§ What you are asked to do:
In the obituary below, who did Peter Seton Heller study music with for a long time, and where?

§ Document text:
◇ ◇ ◇

OBITUARY
PETER SETON HELLER
Peter Seton Heller, a lively presence in Siasconset for over 50 summers, died of melanoma on October 21 at the age of eighty at his home in New York City. A graduate of the Putney School, Harvard College, and the Harvard Law School, he was for forty years a corporate lawyer (and for some time managing partner) at Webster and Sheffield, for fifteen a composer of chamber music, and throughout his life an active philanthropist.
His formal interests were music, the law, education, and health care. In his free time he was an enthusiastic reader, rower, tennis player, and golfer, a familiar figure on the playing fields of Siasconset. He served his alma mater in various roles: as a member of various visiting committees, and as Vice President of the Associated Harvard Alumni, President of the Harvard Club of New York, and as an Overseer of Harvard College, which in 1994 awarded him the Harvard Medal. He was also a trustee and Vice President of the board of the Brearley School in New York, and a member of the boards of Radcliffe College and the Public Education Association.
His keen interest in music was strengthened by long study with Stanley Wolff at The Juilliard School. (Among his compositions is what may be the most interesting work about this island,"Four Nantucket Rags.") He long served as trustee and vice president of the Board of the New York Philharmonic, and at his death was a Director of the board of American Composers Orchestra. Throughout his life he played the violin, and, in later years, the piano.

◇ ◇ ◇

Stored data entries
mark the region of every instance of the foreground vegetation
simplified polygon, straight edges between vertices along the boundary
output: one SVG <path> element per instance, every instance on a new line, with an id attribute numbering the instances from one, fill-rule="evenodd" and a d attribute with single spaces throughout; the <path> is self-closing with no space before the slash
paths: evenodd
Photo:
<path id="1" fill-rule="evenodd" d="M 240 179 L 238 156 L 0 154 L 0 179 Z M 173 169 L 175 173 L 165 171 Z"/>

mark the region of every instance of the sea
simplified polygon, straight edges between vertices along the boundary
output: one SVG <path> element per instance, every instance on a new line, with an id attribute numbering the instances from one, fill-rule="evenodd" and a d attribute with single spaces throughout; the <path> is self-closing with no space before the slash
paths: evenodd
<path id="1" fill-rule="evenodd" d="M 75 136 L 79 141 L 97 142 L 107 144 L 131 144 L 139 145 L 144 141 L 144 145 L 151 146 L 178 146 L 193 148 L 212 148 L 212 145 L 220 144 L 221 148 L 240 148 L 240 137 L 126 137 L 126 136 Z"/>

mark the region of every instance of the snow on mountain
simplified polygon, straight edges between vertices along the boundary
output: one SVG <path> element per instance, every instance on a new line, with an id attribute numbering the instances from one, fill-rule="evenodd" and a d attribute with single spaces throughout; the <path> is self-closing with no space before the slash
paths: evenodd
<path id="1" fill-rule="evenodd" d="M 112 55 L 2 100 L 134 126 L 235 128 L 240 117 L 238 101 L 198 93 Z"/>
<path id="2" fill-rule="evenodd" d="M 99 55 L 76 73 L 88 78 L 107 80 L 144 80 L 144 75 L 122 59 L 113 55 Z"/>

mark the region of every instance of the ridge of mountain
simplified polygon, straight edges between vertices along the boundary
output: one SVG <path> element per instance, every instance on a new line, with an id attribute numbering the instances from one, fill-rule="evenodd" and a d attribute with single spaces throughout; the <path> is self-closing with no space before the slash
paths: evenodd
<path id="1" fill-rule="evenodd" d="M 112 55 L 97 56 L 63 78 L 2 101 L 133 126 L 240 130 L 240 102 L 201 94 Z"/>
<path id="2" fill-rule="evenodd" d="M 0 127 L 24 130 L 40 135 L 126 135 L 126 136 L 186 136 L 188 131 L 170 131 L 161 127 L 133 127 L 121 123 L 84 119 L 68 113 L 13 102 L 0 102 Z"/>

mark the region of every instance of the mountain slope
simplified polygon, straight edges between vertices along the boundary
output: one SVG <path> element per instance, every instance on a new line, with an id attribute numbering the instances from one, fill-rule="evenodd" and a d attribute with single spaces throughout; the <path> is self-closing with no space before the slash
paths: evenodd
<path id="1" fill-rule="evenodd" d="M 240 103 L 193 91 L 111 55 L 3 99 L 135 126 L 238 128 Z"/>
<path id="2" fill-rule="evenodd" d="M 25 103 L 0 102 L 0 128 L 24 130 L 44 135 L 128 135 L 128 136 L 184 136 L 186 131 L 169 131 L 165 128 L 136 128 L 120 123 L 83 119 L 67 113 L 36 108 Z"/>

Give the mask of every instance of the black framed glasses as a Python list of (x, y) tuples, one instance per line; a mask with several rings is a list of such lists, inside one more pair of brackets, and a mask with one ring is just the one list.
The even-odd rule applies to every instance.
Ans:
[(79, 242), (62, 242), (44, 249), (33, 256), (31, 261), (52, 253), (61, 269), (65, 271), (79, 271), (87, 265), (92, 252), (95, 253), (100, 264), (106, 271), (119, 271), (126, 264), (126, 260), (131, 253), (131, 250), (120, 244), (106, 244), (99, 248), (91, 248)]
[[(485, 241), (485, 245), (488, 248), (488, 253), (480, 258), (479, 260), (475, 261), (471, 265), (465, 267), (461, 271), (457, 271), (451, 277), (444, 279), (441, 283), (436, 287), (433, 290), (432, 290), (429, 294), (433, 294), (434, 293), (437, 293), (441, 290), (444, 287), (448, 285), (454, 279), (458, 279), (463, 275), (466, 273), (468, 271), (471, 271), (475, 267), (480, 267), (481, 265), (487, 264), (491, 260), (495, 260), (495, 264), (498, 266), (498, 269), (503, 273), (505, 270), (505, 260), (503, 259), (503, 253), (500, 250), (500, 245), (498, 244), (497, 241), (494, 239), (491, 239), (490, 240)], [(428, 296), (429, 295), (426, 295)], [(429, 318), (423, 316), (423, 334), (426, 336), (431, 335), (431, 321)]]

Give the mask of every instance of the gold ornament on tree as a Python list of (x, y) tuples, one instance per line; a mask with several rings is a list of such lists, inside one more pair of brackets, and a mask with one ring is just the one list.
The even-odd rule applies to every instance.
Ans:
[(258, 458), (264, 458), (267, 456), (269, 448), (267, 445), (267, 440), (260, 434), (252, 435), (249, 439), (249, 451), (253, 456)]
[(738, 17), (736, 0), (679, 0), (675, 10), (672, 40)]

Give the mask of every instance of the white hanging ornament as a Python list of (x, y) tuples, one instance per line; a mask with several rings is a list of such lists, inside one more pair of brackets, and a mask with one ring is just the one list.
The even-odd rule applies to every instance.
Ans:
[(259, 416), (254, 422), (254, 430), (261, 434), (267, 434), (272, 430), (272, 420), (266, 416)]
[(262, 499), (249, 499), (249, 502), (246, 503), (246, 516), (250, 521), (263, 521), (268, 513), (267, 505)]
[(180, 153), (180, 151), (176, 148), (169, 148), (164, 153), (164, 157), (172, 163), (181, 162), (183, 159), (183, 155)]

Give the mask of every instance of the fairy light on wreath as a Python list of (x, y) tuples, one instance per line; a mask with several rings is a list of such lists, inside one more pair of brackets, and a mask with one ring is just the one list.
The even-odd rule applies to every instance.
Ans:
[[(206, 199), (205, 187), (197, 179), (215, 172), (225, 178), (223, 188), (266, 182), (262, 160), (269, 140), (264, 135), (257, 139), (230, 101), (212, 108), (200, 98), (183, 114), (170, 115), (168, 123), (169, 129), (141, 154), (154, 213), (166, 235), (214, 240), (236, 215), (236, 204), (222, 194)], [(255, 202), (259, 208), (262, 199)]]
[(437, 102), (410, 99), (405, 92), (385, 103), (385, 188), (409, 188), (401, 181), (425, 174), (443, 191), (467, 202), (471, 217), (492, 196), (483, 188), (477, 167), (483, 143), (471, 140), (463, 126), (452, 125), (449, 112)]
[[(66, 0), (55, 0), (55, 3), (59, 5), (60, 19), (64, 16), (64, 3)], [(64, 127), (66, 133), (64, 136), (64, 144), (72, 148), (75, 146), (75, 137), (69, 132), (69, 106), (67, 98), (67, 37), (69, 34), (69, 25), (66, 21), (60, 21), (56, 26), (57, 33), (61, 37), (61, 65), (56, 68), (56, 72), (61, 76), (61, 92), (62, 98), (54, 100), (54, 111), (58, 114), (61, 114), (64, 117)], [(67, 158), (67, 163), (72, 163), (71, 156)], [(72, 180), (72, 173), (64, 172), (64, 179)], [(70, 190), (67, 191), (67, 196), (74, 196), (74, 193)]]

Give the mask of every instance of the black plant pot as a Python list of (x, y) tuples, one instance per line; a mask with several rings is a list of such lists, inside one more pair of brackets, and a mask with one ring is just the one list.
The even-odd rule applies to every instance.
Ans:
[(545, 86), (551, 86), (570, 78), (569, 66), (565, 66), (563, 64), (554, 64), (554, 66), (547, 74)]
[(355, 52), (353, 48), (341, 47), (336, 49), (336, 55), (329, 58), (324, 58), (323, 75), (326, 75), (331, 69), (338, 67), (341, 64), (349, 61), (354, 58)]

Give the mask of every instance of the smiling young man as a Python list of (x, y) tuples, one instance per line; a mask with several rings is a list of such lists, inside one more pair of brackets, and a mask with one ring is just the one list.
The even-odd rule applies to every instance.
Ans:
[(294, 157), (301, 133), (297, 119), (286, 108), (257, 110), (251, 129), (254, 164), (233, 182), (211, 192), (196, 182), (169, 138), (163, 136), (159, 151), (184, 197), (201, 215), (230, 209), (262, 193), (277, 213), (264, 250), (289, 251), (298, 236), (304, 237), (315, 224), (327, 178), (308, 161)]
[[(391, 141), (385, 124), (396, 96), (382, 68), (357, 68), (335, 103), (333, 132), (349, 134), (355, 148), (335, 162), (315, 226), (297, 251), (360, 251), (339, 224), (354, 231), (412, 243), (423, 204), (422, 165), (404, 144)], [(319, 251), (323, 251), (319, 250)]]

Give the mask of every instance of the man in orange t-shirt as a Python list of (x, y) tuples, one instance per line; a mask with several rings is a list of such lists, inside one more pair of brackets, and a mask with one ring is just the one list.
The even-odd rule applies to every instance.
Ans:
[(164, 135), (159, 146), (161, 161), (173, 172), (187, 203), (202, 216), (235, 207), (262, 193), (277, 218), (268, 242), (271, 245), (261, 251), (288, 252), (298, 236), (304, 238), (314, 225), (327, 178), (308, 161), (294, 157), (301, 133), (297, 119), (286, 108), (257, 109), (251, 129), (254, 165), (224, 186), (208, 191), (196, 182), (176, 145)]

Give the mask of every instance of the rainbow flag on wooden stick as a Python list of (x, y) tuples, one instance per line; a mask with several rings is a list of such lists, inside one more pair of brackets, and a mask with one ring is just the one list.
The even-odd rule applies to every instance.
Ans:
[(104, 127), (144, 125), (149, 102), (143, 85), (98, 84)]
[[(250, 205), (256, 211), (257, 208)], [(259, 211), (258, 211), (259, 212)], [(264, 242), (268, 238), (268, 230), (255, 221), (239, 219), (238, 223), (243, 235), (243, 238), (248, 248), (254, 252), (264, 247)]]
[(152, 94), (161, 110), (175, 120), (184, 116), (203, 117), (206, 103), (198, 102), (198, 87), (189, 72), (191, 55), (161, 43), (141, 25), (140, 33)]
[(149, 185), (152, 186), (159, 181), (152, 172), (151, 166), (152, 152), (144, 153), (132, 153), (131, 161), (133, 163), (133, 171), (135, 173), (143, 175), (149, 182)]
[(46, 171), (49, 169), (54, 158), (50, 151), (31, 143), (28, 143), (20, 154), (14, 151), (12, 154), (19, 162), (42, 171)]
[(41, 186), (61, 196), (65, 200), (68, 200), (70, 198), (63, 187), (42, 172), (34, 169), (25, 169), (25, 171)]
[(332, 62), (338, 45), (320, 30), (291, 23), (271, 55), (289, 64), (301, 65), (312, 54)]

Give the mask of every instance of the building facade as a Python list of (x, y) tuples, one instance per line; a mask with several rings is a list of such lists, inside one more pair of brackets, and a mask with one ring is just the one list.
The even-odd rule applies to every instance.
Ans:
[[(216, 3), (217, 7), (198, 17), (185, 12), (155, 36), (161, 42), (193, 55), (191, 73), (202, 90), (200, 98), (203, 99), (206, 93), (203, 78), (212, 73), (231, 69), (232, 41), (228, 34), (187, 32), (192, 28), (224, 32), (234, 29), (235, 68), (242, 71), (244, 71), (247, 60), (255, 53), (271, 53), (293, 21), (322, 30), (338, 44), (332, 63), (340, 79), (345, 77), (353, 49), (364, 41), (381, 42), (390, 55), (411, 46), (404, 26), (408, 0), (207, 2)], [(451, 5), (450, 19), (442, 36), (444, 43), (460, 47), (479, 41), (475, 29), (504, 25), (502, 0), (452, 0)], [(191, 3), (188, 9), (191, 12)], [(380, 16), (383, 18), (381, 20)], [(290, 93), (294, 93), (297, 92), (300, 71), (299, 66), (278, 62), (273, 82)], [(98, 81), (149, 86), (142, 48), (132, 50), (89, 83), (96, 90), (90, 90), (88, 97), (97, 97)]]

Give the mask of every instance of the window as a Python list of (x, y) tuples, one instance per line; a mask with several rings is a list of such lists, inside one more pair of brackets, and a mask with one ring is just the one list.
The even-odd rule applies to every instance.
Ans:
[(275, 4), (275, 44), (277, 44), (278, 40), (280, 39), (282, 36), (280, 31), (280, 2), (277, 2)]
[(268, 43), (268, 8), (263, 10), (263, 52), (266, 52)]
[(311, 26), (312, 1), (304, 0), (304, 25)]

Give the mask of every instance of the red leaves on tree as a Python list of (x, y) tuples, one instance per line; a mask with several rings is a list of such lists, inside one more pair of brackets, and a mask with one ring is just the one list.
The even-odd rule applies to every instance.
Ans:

◇ ◇ ◇

§ Result of the exercise:
He studied with Stanley Wolff at The Juilliard School.